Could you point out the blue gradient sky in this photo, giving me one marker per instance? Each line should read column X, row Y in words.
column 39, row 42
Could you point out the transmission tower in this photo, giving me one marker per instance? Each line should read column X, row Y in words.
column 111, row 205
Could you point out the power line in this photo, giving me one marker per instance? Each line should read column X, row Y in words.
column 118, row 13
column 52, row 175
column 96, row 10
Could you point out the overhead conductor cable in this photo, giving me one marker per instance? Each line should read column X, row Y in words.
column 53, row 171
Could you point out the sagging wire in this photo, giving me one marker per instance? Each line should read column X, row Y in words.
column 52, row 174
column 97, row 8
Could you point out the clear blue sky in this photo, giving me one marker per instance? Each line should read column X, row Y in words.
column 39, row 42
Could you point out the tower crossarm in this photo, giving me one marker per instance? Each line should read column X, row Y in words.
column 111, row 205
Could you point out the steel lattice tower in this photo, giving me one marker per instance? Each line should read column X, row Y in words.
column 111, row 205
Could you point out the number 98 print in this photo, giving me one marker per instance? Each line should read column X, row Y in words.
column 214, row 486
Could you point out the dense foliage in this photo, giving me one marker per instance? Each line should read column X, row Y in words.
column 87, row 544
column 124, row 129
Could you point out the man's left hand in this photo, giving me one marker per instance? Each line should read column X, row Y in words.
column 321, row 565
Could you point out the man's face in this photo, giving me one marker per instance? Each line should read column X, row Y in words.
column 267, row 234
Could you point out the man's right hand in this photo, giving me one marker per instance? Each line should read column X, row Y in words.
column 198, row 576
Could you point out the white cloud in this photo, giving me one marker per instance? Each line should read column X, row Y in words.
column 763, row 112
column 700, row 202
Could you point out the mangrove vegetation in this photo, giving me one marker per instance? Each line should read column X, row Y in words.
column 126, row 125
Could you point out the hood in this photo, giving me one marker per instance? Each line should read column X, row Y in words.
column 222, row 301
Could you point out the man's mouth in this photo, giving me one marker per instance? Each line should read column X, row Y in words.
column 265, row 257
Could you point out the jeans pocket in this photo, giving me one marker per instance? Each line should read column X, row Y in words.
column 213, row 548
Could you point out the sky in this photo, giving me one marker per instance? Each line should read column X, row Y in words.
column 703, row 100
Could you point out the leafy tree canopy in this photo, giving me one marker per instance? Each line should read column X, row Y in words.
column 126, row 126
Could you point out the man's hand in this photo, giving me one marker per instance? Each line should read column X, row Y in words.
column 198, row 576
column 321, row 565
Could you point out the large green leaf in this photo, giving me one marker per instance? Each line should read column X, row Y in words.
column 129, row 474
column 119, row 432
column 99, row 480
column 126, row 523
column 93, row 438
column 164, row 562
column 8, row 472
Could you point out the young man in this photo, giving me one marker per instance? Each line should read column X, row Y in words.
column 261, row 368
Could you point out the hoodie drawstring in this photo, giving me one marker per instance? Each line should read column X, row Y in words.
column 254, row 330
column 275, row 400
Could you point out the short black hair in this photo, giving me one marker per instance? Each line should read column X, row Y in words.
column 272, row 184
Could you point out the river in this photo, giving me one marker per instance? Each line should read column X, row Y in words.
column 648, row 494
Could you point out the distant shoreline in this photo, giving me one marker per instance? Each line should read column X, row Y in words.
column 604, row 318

▬▬▬▬▬▬

| EXERCISE DIRECTIONS |
Transcribe the records above with every character unchanged.

| FINISHED EXERCISE |
Could you point out the blue gradient sky in this photo, giving me one marker per instance? Each line should read column X, row Y in words.
column 39, row 42
Could you point out the transmission tower in this photo, giving me one marker per instance? Each line should read column X, row Y in words.
column 111, row 205
Could you point out the power line in this photo, giving me one marker per instance? Each line should read column X, row Y in words.
column 118, row 13
column 52, row 175
column 96, row 10
Could you point out the overhead conductor cable in this photo, giving me one marker per instance? Each line should read column X, row Y in words.
column 53, row 171
Could you point out the sagging wire in this photo, giving me one marker per instance? Each line should read column X, row Y in words.
column 52, row 174
column 97, row 8
Could you point out the clear blue sky in this photo, giving me one marker per instance? Each line should read column X, row Y in words.
column 39, row 42
Could you point out the tower crossarm in this photo, giving me one marker per instance? Each line should read column X, row Y in words.
column 111, row 205
Could you point out the steel lattice tower in this photo, giving me one marker per instance? Each line should read column X, row Y in words.
column 111, row 205
Could you point out the number 98 print in this photo, giving me one marker per instance? Each line should read column X, row Y in words.
column 214, row 486
Could you point out the dense foliage in this photo, giving me one marker per instance? Each line should read column X, row Y in words.
column 87, row 544
column 124, row 129
Could you point out the man's left hand in this photo, giving me one marker per instance? Each line should read column X, row Y in words.
column 321, row 565
Could you point out the man's face in this photo, giving me one marker per instance? Each line should read column X, row Y in words.
column 267, row 234
Could you point out the man's right hand in this photo, giving me one marker per instance? Each line should read column X, row Y in words.
column 198, row 576
Could you point out the white cloud in this photo, giving me one marker per instance? Each line should read column X, row Y in words.
column 763, row 112
column 700, row 202
Could you point out the mangrove vegetation in this photo, giving me one marker per instance? Each line should read column X, row Y in words.
column 126, row 125
Could you point out the hood in this photo, giving me one marker per instance? Each line should read column X, row Y in words.
column 222, row 301
Could you point out the man's mouth in this photo, giving me one marker per instance? Each line should read column X, row Y in words.
column 265, row 257
Could you point out the jeans pocket in this photo, giving me one marker per instance? Each line should read column X, row Y in words.
column 213, row 548
Could you point out the sky in this photo, giving me one marker per instance? Each line should read column X, row Y in words.
column 703, row 100
Could you point out the leafy tree canopy in this photo, giving me one marker per instance? Each line should read column X, row Y in words.
column 126, row 126
Could you point out the man's hand in this photo, giving me one marker per instance? Each line should read column X, row Y in words.
column 198, row 576
column 321, row 565
Could you point out the large green leaf in this photo, giving me one marker per instance? Each line should read column X, row Y in words.
column 129, row 474
column 119, row 432
column 99, row 480
column 126, row 523
column 93, row 438
column 164, row 562
column 8, row 472
Could you point out the young man in this photo, giving me one marker per instance? Each line should read column X, row Y in words.
column 261, row 368
Could you point out the hoodie drawstring in this photo, giving me one marker per instance? Each line should read column X, row Y in words.
column 254, row 330
column 275, row 400
Could you point out the short black hair in this photo, giving me one marker per instance? Each line should read column X, row Y in words.
column 272, row 184
Could you point out the river in this photo, giving me one marker per instance? Each line should read column X, row Y in words.
column 648, row 494
Could you point out the distant shoreline in this photo, giving me one marker per instance? Each line should read column X, row Y in words.
column 604, row 318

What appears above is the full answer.